## BEGIN Records

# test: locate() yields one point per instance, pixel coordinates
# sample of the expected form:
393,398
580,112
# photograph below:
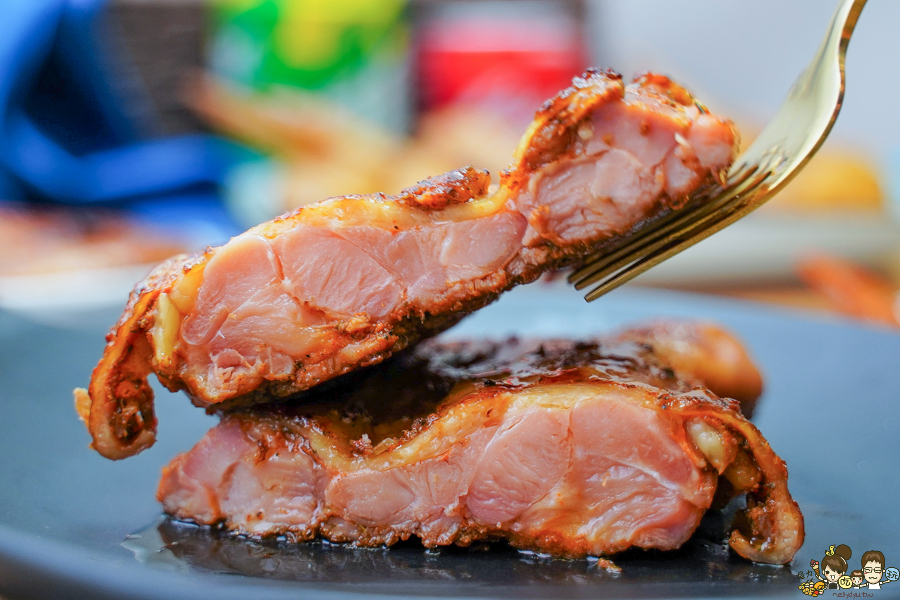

## END Records

Directions for this task: Please convert the lines of the listing above into a numbered list, skipping any blank lines. Leave the pictures out of your answer.

Task response:
1. # test: locate() yields one point per instance, pixel coordinates
2. # sample of the expected form:
3. 393,398
4. 580,112
5. # photograph below:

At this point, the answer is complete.